## Provided passage
** Start **
Save Our Teen Drivers

Advocating for driver's education changes. Educating the public on the problem. Finding a solution that saves lives.

Posts Tagged ‘distractions’

Teen driving laws aren’t enough to save lives

Posted by lapearce on February 7, 2010

Teen driver was following all teen driving laws when he struck a school bus last Tuesday, killing his sister

At any given time in this country there is a state considering a new teen driving law. Most of these laws restrict what teen drivers can do with the intent of protecting the new drivers. Of course, many teens and parents see these laws as discriminating or “unfair” to “safe” drivers. While I would prefer that state governments took their focus off of driving laws and instead focused their time, money and resources on driver’s education, all of the restrictions they pass are aimed at saving lives, not singling out new drivers.

Take for example Florida’s current attempt to ban new driver’s from carrying passengers. This seems to be the law that has the most resistance from teens and parents. Parents take advantage of their child’s new mobility to have them shuttle around friends, siblings, teammates, etc or be the ones being shuttled around– paying them back for sixteen years of being a taxi driver for their kids. Teens, on the other hand, love to ride with their friends and don’t like giving up this privilege.
** End **
## What you will do
A – Reproduce the teen driving post from "Teen driver was" to "out new drivers.".
B – In the teen driving post, what is Florida currently trying to ban new drivers from doing?
C – Continue the teen driving post from the point where it stops.
The material that comes after the teen driving post is separate from it.

## Given data
** Start **
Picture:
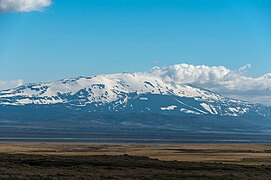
** End **
## Solved problems
A –
Teen driver was following all teen driving laws when he struck a school bus last Tuesday, killing his sister

At any given time in this country there is a state considering a new teen driving law. Most of these laws restrict what teen drivers can do with the intent of protecting the new drivers. Of course, many teens and parents see these laws as discriminating or “unfair” to “safe” drivers. While I would prefer that state governments took their focus off of driving laws and instead focused their time, money and resources on driver’s education, all of the restrictions they pass are aimed at saving lives, not singling out new drivers.

B – Carrying passengers.

C –
One girl interviewed for the Florida law said she felt the law was unfair for responsible teens. The problem here isn’t responsibility, it’s a lack of knowledge, experience and attention plus peer pressure. Even the best drivers can be distracted by other people in the car– I can still be after years of driving– and when you lack experience it can be deadly. Teens are much more likely to crash when they have friends in the car and they are also more likely to drive dangerously.

Because of peer pressure teens are less likely to buckle up when they have other teen passengers. I guess it isn’t cool to save your own hide in a crash. They are also more likely to speed and drive aggressively as they show off their driving skills to their un-belted friends and younger siblings.

However, we can’t rely on laws to solve this problem. Police consistently report that it is difficult to enforce passenger laws. You can’t tell by looking at a driver whether or not they’ve been driving for a month or a year, or whether their passenger is a sibling or a friend. Because of that, most new drivers are cited only if they are pulled over for breaking another law. The solution to this problem isn’t laws, its through the knowledge and enforcement of parents.

No matter how convenient it is to have your teen play taxi driver for his/her friends and no matter how convenient it is to have your teen get a ride from another teen driver, as parents you have to know when to say no. Use common sense: don’t let your teen have passengers if they are new to driving and don’t let him/her ride with anyone who hasn’t had their license for at least six months (preferably a year). Take time into consideration as well, don’t let your child drive/ride in a car late at night when there are more drunks on the road and the driver is likely fatigued.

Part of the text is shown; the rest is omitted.